The result should be every line that contains the word "drawer", taken from the material.

** Records shown **
BEGIN
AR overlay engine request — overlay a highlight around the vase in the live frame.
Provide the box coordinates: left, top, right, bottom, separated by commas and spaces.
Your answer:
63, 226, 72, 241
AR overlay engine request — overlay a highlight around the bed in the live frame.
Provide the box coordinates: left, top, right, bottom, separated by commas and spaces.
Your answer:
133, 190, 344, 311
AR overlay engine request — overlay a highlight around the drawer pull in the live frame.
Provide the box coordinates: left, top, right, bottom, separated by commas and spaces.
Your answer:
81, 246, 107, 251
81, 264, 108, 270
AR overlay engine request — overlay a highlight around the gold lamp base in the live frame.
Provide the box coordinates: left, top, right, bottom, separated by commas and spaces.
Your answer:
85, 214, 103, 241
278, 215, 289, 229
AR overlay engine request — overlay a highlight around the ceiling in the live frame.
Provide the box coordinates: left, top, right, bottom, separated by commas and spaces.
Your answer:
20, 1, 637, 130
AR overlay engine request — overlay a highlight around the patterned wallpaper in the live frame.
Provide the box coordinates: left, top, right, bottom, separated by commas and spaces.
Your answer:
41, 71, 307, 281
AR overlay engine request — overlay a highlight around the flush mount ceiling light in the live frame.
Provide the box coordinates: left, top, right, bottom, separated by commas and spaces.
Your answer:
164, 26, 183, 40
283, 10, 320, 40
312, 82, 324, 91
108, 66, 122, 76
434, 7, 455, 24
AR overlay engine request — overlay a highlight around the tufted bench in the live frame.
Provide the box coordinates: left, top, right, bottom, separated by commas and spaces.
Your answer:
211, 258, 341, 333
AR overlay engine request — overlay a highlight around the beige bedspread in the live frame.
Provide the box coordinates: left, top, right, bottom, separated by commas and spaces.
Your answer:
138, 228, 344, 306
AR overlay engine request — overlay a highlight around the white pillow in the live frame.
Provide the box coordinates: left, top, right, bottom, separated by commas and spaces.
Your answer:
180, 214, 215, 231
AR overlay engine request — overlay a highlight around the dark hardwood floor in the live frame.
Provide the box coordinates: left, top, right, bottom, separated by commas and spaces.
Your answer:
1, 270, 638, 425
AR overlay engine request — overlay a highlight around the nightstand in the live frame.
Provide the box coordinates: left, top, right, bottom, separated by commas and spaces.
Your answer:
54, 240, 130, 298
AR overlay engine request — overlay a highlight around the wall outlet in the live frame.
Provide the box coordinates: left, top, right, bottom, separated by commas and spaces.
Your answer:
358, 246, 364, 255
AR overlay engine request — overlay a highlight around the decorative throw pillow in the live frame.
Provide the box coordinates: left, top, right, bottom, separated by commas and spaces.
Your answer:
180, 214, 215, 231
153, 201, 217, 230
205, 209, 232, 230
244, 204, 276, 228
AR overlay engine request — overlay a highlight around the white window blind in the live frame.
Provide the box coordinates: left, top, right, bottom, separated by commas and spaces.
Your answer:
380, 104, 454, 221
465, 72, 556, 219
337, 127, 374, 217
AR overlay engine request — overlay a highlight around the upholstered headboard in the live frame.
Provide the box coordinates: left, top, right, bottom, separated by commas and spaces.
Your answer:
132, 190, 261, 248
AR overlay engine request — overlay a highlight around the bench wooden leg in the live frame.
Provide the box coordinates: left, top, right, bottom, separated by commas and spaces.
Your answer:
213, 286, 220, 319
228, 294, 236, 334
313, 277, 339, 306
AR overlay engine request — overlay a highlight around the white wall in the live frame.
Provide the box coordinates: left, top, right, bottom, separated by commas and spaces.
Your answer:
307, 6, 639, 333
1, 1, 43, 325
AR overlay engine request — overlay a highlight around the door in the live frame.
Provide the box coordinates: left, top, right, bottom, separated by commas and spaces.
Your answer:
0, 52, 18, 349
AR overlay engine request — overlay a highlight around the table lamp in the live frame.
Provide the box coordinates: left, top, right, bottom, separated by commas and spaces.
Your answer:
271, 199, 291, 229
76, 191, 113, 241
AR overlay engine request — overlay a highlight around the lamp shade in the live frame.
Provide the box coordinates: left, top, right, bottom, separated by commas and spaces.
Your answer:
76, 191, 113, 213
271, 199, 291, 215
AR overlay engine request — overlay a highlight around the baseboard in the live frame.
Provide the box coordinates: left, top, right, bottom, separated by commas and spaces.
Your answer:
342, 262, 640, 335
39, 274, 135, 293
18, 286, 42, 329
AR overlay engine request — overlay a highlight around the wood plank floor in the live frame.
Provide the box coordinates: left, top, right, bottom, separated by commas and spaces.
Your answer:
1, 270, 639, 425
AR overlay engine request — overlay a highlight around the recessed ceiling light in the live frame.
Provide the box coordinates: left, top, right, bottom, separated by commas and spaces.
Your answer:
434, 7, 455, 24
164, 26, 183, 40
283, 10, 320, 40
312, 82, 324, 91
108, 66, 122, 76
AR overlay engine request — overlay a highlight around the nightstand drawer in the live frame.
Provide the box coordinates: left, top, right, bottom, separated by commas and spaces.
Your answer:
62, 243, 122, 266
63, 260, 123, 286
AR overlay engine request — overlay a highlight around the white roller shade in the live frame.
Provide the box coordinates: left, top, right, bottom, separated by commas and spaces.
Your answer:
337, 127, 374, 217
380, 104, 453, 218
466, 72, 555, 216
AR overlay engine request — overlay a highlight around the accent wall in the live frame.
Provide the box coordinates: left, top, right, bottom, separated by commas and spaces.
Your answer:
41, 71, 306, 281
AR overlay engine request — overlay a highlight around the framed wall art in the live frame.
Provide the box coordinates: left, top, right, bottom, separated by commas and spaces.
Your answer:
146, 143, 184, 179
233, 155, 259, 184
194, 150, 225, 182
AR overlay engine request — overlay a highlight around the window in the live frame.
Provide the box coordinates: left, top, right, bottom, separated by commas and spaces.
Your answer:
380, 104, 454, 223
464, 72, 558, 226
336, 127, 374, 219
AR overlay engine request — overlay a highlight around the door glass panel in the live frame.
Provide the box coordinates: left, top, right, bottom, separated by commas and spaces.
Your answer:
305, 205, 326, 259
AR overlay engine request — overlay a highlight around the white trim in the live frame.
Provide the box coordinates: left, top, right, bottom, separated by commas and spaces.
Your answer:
END
** Result **
AR overlay engine request — overlay a highlight around the drawer pull in the live frame.
AR overlay engine request — overlay a highlight around the nightstand drawer in the live frame.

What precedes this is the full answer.